* Exercise passage *
= = = = = = =

3. It makes countries more vulnerable to climate change
More than 60% of the world’s small island developing states – on the front lines of the climate crisis – are commodity dependent.
Commodity-dependent developing countries make up a staggering 95% of the 20 countries most vulnerable to climate change, which amplifies their economic and social challenges.
Rising temperatures threaten economic growth by cutting agricultural yields, decreasing capital accumulation, reducing worker productivity and harming people’s health.
If climate change continues unchecked, by 2100 the typical low-income country could face economic losses equivalent to 100% of their current gross domestic product (GDP).
Furthermore, global efforts to shift towards renewable energy could create challenges for developing countries reliant on fossil fuel exports. To limit global heating to 2°C, vast reserves – up to a third of the world’s oil, half its natural gas and 80% of its coal – must remain untapped.
As a result, some of these countries could witness declining revenues as their natural resources become stranded assets in a greener global economy.
4. It’s hard but not impossible to overcome
Commodity dependence tends to be a persistent state that looms over a country's future.
Estimates show that, under current conditions, the average commodity-dependent country would need 190 years just to cut in half their dependence compared with other nations.
But success stories show that breaking free is possible and provide strategies to follow. For example, Costa Rica has moved from trading mainly bananas and coffee to exporting services and medical instruments. And Malaysia has pivoted from producing mostly rubber and tin to making electronics.

= = = = = = =

* Information supplied *
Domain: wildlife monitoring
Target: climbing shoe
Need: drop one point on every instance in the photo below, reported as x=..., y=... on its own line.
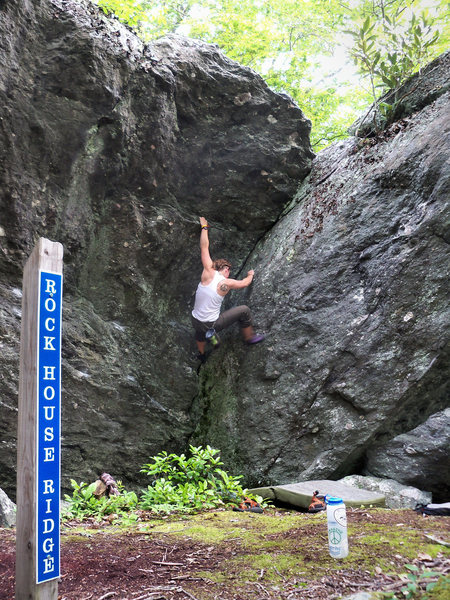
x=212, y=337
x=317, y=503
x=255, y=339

= = = = = = =

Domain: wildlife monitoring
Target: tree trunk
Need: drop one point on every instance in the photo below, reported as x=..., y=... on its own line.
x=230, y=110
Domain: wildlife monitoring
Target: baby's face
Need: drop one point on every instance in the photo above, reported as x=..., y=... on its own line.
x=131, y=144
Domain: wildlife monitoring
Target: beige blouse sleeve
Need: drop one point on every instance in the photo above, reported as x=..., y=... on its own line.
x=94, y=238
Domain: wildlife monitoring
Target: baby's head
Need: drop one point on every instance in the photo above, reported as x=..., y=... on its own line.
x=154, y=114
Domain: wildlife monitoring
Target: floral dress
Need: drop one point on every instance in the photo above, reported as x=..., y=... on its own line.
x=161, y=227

= = = = = = =

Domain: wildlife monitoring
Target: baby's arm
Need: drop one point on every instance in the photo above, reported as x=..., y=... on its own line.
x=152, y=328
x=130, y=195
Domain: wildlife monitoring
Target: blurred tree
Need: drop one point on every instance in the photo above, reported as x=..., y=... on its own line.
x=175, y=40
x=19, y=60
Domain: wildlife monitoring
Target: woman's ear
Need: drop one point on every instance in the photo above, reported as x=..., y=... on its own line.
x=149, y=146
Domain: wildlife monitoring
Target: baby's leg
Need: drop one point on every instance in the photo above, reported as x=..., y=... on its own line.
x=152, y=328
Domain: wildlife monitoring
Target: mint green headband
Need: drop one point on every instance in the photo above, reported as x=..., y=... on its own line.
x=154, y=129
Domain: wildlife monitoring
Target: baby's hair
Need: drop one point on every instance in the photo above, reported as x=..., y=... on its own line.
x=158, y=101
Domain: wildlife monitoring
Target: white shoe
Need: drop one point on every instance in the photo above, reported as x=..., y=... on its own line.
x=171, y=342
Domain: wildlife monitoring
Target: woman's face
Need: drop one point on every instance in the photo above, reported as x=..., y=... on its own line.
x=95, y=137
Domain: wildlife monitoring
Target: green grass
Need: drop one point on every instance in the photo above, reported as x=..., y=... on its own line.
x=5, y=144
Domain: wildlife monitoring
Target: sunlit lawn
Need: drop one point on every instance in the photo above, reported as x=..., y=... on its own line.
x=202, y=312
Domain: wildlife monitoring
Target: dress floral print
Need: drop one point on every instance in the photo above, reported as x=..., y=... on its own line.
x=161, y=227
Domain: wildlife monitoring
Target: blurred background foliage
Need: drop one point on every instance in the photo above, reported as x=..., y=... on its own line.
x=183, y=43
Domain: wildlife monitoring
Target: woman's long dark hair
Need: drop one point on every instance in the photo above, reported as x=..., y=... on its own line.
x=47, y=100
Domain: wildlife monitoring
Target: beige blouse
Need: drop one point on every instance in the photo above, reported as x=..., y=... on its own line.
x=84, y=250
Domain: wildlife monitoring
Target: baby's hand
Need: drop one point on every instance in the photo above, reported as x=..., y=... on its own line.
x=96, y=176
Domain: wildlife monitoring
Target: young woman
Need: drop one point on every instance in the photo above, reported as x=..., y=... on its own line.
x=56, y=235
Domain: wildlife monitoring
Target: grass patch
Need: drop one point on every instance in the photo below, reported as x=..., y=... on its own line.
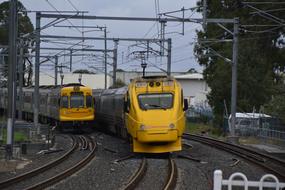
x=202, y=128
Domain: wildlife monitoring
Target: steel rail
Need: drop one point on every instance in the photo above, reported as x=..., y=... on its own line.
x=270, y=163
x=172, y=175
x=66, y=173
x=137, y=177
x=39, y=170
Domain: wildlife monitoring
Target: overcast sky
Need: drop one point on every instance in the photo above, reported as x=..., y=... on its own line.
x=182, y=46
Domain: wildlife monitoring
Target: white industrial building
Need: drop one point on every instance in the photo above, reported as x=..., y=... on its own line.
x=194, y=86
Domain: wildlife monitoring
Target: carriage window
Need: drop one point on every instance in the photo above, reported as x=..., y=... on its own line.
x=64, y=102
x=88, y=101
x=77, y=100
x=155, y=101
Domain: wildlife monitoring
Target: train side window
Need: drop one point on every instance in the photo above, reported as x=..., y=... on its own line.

= = = = = = =

* Apply what you read *
1. Write out the part of the commodity dependence passage that opens with the words containing "As a result, some" and closes with "with other nations.".
2. Answer these questions from the commodity dependence passage.
(a) What share of the world's small island developing states are commodity dependent?
(b) To limit global heating to 2°C, how much of the world's coal must remain untapped?
(c) What has Malaysia pivoted to making?

* Solutions for each task *
1.
As a result, some of these countries could witness declining revenues as their natural resources become stranded assets in a greener global economy.
4. It’s hard but not impossible to overcome
Commodity dependence tends to be a persistent state that looms over a country's future.
Estimates show that, under current conditions, the average commodity-dependent country would need 190 years just to cut in half their dependence compared with other nations.

2.
(a) More than 60%
(b) 80%
(c) Electronics